**What the task requires**
For the records below, report how many lines include the word "instance". Only the number should appear.

**Provided entries**

▬▬▬▬▬▬

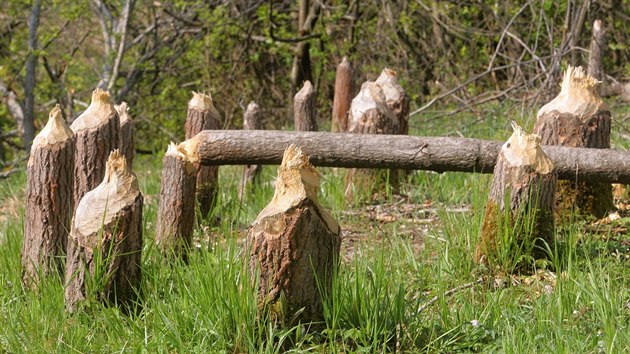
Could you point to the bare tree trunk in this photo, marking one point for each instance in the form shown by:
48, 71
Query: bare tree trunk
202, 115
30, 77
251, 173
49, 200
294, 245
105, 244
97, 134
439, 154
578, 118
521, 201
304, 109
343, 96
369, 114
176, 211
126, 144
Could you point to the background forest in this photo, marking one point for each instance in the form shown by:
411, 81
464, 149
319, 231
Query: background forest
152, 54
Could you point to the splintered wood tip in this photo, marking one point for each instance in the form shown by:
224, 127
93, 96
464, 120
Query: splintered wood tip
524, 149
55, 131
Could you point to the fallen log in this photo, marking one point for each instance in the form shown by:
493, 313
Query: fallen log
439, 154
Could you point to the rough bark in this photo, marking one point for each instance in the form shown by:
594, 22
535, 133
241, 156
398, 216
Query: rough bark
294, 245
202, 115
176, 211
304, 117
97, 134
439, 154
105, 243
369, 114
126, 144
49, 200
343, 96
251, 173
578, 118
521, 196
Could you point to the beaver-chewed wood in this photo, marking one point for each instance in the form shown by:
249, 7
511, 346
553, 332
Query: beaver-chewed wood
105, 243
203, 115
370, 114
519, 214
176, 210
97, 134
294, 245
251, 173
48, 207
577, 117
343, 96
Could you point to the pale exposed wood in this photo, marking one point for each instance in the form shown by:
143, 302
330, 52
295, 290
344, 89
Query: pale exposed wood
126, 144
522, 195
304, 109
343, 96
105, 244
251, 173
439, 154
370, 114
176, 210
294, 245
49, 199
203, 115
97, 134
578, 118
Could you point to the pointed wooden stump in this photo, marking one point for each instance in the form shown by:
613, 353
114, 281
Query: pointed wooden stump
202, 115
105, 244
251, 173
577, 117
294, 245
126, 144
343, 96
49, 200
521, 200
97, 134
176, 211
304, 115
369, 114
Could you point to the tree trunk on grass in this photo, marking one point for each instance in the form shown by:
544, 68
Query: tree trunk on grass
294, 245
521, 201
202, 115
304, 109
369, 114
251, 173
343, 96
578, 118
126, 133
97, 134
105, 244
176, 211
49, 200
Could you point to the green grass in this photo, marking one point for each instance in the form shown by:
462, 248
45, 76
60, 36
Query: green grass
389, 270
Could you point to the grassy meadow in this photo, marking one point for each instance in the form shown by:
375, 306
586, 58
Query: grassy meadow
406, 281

▬▬▬▬▬▬

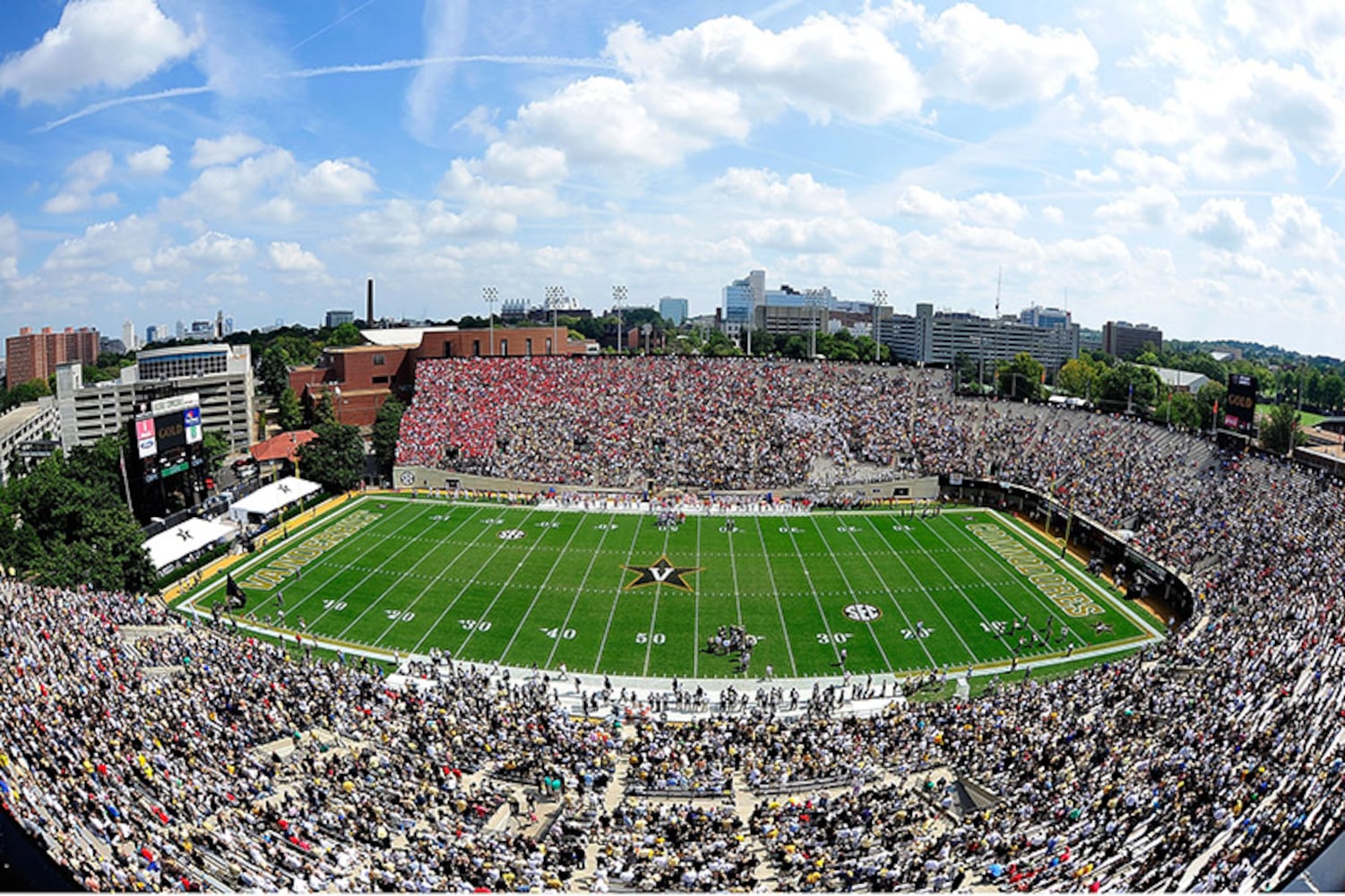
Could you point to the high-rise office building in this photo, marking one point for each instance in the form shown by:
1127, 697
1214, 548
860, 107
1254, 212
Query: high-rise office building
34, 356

▬▬▬▬▬▬

**Reply to the exercise**
12